Reproduce the entries below with every "grass" swapped for "turf", leaving everything else unchanged.
++++ DATA SUPPLIED
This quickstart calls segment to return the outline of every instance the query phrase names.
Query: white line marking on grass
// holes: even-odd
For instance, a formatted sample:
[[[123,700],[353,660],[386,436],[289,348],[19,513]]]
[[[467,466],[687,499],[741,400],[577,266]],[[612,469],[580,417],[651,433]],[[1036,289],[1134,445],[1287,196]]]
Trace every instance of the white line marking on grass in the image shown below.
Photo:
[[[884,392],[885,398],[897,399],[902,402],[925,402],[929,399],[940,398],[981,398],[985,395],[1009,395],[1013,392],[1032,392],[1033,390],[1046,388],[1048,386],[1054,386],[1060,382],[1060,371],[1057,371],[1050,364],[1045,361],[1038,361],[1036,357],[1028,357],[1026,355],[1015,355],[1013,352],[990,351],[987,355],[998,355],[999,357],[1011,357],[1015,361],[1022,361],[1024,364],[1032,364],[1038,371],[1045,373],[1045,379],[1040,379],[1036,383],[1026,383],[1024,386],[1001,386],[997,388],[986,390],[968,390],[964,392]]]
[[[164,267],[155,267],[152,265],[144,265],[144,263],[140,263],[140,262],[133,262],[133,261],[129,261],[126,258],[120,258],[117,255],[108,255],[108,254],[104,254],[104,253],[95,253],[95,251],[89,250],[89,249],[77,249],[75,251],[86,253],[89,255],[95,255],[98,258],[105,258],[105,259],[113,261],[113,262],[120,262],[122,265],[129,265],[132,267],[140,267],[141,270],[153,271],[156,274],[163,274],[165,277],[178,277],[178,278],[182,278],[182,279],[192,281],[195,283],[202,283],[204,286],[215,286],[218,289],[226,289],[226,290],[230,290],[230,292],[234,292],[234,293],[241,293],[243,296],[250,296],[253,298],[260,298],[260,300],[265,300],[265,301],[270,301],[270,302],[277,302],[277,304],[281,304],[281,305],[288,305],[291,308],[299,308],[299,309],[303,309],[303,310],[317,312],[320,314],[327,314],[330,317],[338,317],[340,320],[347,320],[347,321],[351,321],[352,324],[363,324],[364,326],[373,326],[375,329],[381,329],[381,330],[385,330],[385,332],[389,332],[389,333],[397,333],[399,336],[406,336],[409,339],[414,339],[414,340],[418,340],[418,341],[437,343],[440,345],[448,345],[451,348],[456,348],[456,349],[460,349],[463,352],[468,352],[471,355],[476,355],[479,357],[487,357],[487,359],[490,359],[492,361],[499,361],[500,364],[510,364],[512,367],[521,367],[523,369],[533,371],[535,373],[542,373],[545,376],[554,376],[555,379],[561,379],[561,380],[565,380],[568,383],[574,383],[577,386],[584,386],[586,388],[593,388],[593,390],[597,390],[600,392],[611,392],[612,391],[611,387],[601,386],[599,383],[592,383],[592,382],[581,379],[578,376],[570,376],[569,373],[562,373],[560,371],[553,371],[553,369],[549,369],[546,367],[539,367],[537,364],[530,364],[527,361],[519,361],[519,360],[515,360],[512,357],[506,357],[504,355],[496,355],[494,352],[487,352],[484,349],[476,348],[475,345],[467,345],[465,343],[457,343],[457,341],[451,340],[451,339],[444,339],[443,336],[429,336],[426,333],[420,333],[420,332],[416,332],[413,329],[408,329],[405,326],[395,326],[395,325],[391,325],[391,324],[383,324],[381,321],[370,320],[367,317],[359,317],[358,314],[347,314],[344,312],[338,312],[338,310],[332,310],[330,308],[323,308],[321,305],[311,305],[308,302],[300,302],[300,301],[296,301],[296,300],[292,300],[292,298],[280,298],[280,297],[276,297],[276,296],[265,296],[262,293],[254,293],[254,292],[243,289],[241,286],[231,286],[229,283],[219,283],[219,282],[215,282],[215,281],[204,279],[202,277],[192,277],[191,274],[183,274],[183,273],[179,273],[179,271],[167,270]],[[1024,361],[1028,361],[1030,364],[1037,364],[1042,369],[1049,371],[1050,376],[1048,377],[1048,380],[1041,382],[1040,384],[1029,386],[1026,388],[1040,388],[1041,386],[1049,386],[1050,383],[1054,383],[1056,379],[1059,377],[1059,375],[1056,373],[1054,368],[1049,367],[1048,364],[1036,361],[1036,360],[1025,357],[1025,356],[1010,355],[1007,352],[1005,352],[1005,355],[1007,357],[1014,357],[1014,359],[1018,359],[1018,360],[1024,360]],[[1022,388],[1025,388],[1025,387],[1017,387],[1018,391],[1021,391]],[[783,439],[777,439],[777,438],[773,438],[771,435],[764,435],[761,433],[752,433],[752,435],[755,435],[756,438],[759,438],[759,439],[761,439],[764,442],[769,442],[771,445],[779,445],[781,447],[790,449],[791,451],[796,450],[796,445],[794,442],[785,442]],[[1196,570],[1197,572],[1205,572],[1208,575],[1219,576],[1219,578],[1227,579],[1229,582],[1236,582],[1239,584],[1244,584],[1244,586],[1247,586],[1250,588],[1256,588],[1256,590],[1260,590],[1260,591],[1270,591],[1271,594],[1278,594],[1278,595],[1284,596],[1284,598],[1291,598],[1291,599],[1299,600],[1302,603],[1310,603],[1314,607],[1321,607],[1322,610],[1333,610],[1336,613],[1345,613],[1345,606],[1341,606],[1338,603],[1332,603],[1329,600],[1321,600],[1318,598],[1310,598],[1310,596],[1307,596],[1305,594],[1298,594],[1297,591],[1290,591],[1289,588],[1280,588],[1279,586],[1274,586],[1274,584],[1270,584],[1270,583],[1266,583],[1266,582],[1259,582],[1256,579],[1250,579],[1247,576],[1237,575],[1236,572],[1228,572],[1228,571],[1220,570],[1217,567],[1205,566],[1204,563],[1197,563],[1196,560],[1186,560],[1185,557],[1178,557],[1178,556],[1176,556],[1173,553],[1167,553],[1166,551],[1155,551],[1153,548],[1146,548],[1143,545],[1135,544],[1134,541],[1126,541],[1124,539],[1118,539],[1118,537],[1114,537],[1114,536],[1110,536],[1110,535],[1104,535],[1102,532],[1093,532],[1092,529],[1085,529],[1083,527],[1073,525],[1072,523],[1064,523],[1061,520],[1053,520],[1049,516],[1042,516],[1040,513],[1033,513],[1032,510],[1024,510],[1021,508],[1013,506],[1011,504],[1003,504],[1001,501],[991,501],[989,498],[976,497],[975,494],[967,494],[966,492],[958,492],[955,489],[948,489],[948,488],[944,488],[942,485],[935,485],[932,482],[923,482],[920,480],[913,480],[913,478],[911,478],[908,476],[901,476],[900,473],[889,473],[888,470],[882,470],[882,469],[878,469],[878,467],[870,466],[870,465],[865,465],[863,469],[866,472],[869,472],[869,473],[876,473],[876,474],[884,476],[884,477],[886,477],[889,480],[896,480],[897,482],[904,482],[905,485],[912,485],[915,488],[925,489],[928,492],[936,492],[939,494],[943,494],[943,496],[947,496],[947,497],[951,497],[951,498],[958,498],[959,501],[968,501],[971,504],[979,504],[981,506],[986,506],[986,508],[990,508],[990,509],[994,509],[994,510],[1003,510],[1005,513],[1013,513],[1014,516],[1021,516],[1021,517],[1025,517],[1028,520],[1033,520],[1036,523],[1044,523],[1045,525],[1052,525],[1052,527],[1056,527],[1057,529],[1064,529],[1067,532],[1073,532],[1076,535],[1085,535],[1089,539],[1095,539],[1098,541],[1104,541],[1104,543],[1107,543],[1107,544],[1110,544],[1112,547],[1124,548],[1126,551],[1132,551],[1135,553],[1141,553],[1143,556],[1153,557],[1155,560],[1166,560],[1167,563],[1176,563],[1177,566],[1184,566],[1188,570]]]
++++++++
EXERCISE RESPONSE |
This quickstart calls segment to return the outline of every instance the query phrase names.
Query: white line marking on turf
// holes: even-odd
For instance, a formatted sample:
[[[123,700],[353,660],[386,436],[289,348],[19,513]]]
[[[467,466],[687,499],[741,400],[577,266]],[[612,469],[580,417],[651,433]],[[1036,289],[1134,445],[1287,196]]]
Trace every instance of the white line marking on turf in the image shown below.
Photo:
[[[884,392],[885,398],[897,399],[902,402],[925,402],[929,399],[940,398],[981,398],[985,395],[1009,395],[1013,392],[1032,392],[1033,390],[1046,388],[1048,386],[1054,386],[1060,382],[1060,371],[1057,371],[1050,364],[1045,361],[1038,361],[1036,357],[1028,357],[1026,355],[1015,355],[1013,352],[990,351],[987,355],[998,355],[999,357],[1011,357],[1015,361],[1022,361],[1024,364],[1032,364],[1038,371],[1045,373],[1045,379],[1040,379],[1036,383],[1026,383],[1024,386],[1001,386],[997,388],[986,390],[968,390],[964,392]]]
[[[164,267],[155,267],[152,265],[144,265],[144,263],[140,263],[140,262],[133,262],[133,261],[129,261],[126,258],[120,258],[117,255],[108,255],[108,254],[104,254],[104,253],[95,253],[95,251],[89,250],[89,249],[77,249],[75,251],[86,253],[89,255],[95,255],[98,258],[105,258],[105,259],[113,261],[113,262],[120,262],[122,265],[129,265],[132,267],[140,267],[141,270],[153,271],[156,274],[163,274],[165,277],[178,277],[178,278],[182,278],[182,279],[192,281],[195,283],[202,283],[204,286],[215,286],[218,289],[226,289],[226,290],[230,290],[230,292],[234,292],[234,293],[241,293],[243,296],[250,296],[253,298],[260,298],[260,300],[265,300],[265,301],[270,301],[270,302],[277,302],[277,304],[281,304],[281,305],[288,305],[291,308],[299,308],[299,309],[303,309],[303,310],[317,312],[320,314],[327,314],[330,317],[338,317],[340,320],[347,320],[347,321],[351,321],[352,324],[363,324],[364,326],[373,326],[375,329],[381,329],[381,330],[385,330],[385,332],[389,332],[389,333],[397,333],[399,336],[406,336],[409,339],[414,339],[414,340],[418,340],[418,341],[437,343],[440,345],[448,345],[451,348],[456,348],[456,349],[460,349],[463,352],[468,352],[471,355],[476,355],[479,357],[487,357],[487,359],[490,359],[492,361],[499,361],[500,364],[510,364],[512,367],[521,367],[523,369],[533,371],[535,373],[542,373],[545,376],[554,376],[555,379],[561,379],[561,380],[565,380],[568,383],[574,383],[577,386],[584,386],[586,388],[593,388],[593,390],[597,390],[600,392],[611,392],[612,391],[611,387],[601,386],[599,383],[592,383],[592,382],[581,379],[578,376],[570,376],[569,373],[562,373],[560,371],[553,371],[553,369],[549,369],[546,367],[539,367],[537,364],[530,364],[527,361],[519,361],[519,360],[515,360],[512,357],[506,357],[504,355],[496,355],[494,352],[487,352],[484,349],[476,348],[475,345],[467,345],[465,343],[457,343],[457,341],[451,340],[451,339],[444,339],[443,336],[429,336],[426,333],[420,333],[420,332],[416,332],[413,329],[408,329],[405,326],[395,326],[395,325],[391,325],[391,324],[383,324],[381,321],[370,320],[367,317],[359,317],[358,314],[347,314],[344,312],[338,312],[338,310],[332,310],[330,308],[323,308],[321,305],[311,305],[308,302],[300,302],[300,301],[296,301],[296,300],[292,300],[292,298],[280,298],[280,297],[276,297],[276,296],[265,296],[262,293],[254,293],[254,292],[243,289],[241,286],[231,286],[229,283],[219,283],[219,282],[215,282],[215,281],[204,279],[202,277],[192,277],[191,274],[183,274],[183,273],[179,273],[179,271],[167,270]],[[1024,361],[1028,361],[1030,364],[1037,364],[1042,369],[1049,371],[1050,376],[1048,377],[1048,380],[1041,382],[1040,384],[1029,386],[1026,388],[1040,388],[1041,386],[1049,386],[1050,383],[1054,383],[1056,379],[1059,377],[1059,375],[1056,373],[1054,368],[1049,367],[1048,364],[1036,361],[1036,360],[1025,357],[1025,356],[1010,355],[1007,352],[1005,352],[1005,355],[1007,357],[1014,357],[1014,359],[1018,359],[1018,360],[1024,360]],[[1022,388],[1025,388],[1025,387],[1017,387],[1018,391],[1021,391]],[[783,439],[777,439],[777,438],[773,438],[771,435],[764,435],[761,433],[752,433],[752,435],[755,435],[756,438],[759,438],[759,439],[761,439],[764,442],[769,442],[771,445],[779,445],[781,447],[790,449],[791,451],[796,450],[796,445],[794,442],[785,442]],[[1196,570],[1197,572],[1205,572],[1208,575],[1219,576],[1219,578],[1227,579],[1229,582],[1236,582],[1239,584],[1244,584],[1244,586],[1247,586],[1250,588],[1256,588],[1256,590],[1260,590],[1260,591],[1270,591],[1271,594],[1278,594],[1278,595],[1284,596],[1284,598],[1291,598],[1291,599],[1299,600],[1302,603],[1310,603],[1314,607],[1321,607],[1322,610],[1333,610],[1336,613],[1345,613],[1345,606],[1341,606],[1338,603],[1332,603],[1329,600],[1321,600],[1318,598],[1310,598],[1310,596],[1307,596],[1305,594],[1298,594],[1297,591],[1290,591],[1289,588],[1280,588],[1279,586],[1274,586],[1274,584],[1270,584],[1270,583],[1266,583],[1266,582],[1259,582],[1256,579],[1250,579],[1247,576],[1237,575],[1236,572],[1228,572],[1228,571],[1220,570],[1217,567],[1205,566],[1204,563],[1197,563],[1196,560],[1186,560],[1185,557],[1178,557],[1178,556],[1176,556],[1173,553],[1167,553],[1166,551],[1155,551],[1153,548],[1146,548],[1143,545],[1135,544],[1134,541],[1126,541],[1124,539],[1118,539],[1118,537],[1114,537],[1114,536],[1110,536],[1110,535],[1104,535],[1102,532],[1093,532],[1092,529],[1085,529],[1083,527],[1073,525],[1072,523],[1064,523],[1061,520],[1053,520],[1049,516],[1042,516],[1040,513],[1033,513],[1032,510],[1024,510],[1021,508],[1013,506],[1011,504],[1003,504],[1001,501],[991,501],[989,498],[976,497],[975,494],[967,494],[966,492],[958,492],[955,489],[948,489],[948,488],[944,488],[942,485],[935,485],[932,482],[923,482],[920,480],[913,480],[913,478],[911,478],[908,476],[901,476],[900,473],[889,473],[888,470],[882,470],[882,469],[878,469],[878,467],[870,466],[870,465],[865,465],[863,469],[866,472],[869,472],[869,473],[876,473],[876,474],[884,476],[884,477],[886,477],[889,480],[896,480],[897,482],[904,482],[905,485],[912,485],[915,488],[925,489],[928,492],[936,492],[939,494],[943,494],[943,496],[947,496],[947,497],[951,497],[951,498],[958,498],[959,501],[968,501],[971,504],[979,504],[981,506],[986,506],[986,508],[990,508],[990,509],[994,509],[994,510],[1003,510],[1005,513],[1013,513],[1014,516],[1021,516],[1021,517],[1025,517],[1028,520],[1033,520],[1036,523],[1044,523],[1045,525],[1052,525],[1052,527],[1056,527],[1057,529],[1064,529],[1067,532],[1073,532],[1076,535],[1085,535],[1089,539],[1095,539],[1098,541],[1104,541],[1104,543],[1107,543],[1107,544],[1110,544],[1112,547],[1124,548],[1126,551],[1132,551],[1135,553],[1141,553],[1143,556],[1153,557],[1155,560],[1166,560],[1167,563],[1176,563],[1177,566],[1184,566],[1188,570]]]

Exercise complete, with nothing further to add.